AUSGEWÄHLTER TEXT
______________________________

Schwarzer Humor in E.W. Heines Erzählung "Kulu Kulu"


Dossier / Travail, 2003

14 Pages, Note: 1,0


Extrait


Inhaltsverzeichnis

1. Einleitung

2. E. W. Heines Philosophie des Erzählens

3. Die Sprache in der Erzählung Kulu Kulu

4. Elemente des Schwarzen Humors in der Erzählung ‚Kulu Kulu’
4.1. Strukturelle Elemente des Schwarzen Humors
4.2. Inhaltliche Elemente des Schwarzen Humors
4.3. Sprachliche Elemente des Schwarzen Humors

5. Schluss

6. Literaturverzeichnis

1. Einleitung

„Dieser Heine kann erzählen!“[1], E. W. Heine sei ein Meister des Schwarzen Humors, belehrte mich eine befreundete Buchhändlerin und somit war der Grundstein für diese Arbeit gelegt. Sie versucht, die Verbindung der Heineschen Erzählkunst mit Schwarzem Humor hervorzuheben.

Anfangs wird versucht, eine Philosophie des Erzählens nach einem Zitat und eigenen Aussagen von E.W. Heine zu entwickeln. Daraufhin wird am Beispiel einzelner Textstellen aus der Erzählung ‚Kulu Kulu’ der lustige Effekt des Erzählens untersucht, also die Frage, wie der Leser zum Lachen gebracht wird. Als Abschluss der Untersuchung wird die Erzählung mit der Theorie des Schwarzen Humors nach Michael Hellenthal konfrontiert. Da Hellenthals Arbeit den Forschungsstand über den Schwarzen Humor sehr gut darstellt und sich viele andere gesichtete Artikel über dieses Thema auf Hellenthal beziehen, oder von ihm selbst verwendet werden, basiert auch diese Arbeit auf der von ihm entwickelten Theorie.

______________________________

BEREITGESTELLTE EINTRÄGE

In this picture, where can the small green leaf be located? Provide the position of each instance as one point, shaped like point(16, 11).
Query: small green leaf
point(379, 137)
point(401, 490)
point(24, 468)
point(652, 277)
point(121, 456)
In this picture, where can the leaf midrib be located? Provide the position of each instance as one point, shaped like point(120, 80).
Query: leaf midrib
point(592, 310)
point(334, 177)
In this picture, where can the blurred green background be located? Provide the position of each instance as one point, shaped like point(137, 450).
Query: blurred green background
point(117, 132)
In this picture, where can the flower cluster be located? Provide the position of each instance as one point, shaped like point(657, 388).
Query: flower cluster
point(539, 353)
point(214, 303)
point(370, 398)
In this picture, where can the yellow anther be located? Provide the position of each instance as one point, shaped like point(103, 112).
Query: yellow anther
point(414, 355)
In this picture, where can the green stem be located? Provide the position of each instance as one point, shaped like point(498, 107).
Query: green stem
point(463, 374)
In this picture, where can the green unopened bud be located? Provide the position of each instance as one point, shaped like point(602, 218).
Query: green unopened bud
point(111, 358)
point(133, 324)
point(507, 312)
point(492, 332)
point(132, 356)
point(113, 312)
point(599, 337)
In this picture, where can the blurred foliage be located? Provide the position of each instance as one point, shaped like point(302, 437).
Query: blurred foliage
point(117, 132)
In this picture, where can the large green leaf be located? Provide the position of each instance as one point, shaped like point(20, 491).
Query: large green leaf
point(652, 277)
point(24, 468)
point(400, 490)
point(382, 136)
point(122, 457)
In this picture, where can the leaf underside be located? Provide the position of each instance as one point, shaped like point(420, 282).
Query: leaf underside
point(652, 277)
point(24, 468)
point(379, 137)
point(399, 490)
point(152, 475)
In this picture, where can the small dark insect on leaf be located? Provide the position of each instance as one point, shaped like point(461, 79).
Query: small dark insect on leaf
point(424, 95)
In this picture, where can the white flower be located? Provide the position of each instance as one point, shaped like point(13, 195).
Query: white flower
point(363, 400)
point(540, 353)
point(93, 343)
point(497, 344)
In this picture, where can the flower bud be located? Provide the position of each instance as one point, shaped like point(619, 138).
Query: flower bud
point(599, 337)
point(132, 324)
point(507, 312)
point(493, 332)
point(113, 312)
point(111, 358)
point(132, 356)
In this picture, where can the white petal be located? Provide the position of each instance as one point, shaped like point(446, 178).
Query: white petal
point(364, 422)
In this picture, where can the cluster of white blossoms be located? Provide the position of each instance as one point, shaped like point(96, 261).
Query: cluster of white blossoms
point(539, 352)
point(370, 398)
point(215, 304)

______________________________

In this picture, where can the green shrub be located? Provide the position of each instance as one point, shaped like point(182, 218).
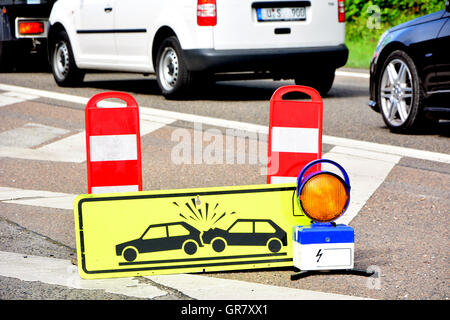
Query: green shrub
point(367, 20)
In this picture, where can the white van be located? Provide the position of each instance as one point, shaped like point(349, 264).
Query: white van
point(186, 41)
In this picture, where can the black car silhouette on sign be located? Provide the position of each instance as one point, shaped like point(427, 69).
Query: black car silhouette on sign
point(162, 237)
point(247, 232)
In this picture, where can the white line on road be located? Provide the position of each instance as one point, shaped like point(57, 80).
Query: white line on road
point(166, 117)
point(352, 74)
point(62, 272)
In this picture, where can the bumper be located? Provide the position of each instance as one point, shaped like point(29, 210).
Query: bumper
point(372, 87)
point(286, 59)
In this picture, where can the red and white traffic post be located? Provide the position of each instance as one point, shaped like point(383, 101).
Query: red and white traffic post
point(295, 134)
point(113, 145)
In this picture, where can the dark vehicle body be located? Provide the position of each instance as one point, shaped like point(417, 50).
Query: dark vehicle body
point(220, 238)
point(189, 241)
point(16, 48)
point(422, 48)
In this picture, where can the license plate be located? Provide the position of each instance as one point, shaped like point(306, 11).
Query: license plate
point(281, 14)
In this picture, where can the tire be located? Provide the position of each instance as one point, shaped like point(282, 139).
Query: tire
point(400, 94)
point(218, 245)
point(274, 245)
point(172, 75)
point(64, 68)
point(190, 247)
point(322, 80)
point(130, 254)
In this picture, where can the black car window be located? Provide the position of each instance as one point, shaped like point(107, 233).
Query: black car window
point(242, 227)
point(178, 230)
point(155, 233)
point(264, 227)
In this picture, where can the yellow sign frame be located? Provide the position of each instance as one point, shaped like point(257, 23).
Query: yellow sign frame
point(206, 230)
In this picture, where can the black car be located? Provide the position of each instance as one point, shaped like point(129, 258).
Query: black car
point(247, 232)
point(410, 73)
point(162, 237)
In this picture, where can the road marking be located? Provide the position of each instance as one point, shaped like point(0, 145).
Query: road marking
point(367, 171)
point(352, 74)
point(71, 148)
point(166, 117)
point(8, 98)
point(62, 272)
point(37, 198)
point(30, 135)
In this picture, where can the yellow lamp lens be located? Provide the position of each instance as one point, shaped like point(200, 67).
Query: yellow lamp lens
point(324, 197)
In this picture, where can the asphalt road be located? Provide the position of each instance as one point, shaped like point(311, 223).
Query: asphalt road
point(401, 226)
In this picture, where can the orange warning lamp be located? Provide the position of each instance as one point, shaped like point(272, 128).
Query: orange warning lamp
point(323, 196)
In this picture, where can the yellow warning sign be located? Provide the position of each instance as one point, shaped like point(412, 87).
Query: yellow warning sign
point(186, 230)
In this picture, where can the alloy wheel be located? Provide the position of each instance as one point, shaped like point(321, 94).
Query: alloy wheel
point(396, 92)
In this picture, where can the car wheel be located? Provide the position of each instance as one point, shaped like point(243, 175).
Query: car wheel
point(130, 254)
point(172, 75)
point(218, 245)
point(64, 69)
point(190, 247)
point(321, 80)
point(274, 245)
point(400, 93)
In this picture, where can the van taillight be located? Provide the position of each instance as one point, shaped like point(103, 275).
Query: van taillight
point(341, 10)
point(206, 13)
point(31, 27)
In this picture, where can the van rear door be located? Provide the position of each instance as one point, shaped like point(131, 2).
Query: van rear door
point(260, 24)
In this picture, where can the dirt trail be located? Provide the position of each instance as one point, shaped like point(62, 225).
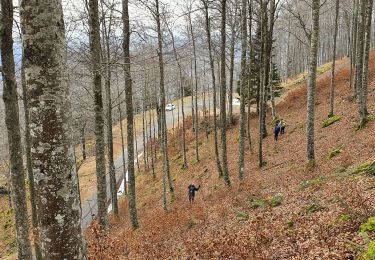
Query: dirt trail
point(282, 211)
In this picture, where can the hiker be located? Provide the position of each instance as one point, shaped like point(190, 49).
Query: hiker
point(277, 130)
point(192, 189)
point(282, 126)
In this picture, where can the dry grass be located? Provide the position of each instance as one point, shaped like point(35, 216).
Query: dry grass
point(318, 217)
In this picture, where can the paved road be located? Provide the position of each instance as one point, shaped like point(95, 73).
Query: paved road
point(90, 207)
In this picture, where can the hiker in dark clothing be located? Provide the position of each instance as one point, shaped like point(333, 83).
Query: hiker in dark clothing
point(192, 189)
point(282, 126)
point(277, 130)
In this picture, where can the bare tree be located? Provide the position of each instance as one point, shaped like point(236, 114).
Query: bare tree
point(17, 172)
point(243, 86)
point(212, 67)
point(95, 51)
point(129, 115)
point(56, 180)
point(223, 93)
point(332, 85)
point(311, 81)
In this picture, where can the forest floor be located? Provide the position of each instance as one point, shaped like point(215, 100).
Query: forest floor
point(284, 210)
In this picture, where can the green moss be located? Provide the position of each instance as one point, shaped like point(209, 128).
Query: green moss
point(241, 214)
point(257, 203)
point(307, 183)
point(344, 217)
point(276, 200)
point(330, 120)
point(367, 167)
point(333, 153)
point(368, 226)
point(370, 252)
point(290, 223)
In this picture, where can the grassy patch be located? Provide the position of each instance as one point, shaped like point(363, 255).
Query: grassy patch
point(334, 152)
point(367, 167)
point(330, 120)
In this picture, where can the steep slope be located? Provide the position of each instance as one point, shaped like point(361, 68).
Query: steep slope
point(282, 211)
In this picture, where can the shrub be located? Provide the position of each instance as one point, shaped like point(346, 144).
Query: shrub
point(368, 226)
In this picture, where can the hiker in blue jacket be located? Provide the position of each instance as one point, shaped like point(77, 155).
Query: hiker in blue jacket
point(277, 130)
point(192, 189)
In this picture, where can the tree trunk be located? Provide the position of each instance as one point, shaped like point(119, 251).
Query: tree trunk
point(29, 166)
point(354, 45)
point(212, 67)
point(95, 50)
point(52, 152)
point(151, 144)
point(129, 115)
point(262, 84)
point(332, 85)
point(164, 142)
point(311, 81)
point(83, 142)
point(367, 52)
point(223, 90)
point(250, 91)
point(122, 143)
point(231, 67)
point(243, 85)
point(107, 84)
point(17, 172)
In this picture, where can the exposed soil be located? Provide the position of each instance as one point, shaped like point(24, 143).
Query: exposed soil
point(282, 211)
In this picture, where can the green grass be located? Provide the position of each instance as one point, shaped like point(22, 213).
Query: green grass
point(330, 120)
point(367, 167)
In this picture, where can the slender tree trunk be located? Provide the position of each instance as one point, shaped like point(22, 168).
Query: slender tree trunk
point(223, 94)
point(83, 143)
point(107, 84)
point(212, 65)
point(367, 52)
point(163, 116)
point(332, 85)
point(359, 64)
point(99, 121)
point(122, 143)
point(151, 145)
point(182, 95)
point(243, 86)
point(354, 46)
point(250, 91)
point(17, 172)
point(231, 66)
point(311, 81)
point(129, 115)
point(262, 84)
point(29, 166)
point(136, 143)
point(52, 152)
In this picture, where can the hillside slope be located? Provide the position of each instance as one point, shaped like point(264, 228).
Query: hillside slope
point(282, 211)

______________________________

AUFGABEN
A. Auf wessen Theorie des Schwarzen Humors basiert laut dem ausgewählten Text die Arbeit über ‚Kulu Kulu‘?
B. Fassen Sie den ausgewählten Text in zwei Sätzen zusammen.
Die Einträge spielen dafür keine Rolle.

LÖSUNGEN
A. Auf der Theorie von Michael Hellenthal.

B. Die Arbeit will die Verbindung von E. W. Heines Erzählkunst mit Schwarzem Humor hervorheben. Dazu entwickelt sie zunächst nach Heines Aussagen eine Philosophie des Erzählens, untersucht dann an Textstellen aus ‚Kulu Kulu‘, wie der Leser zum Lachen gebracht wird, und konfrontiert die Erzählung schließlich mit Michael Hellenthals Theorie des Schwarzen Humors.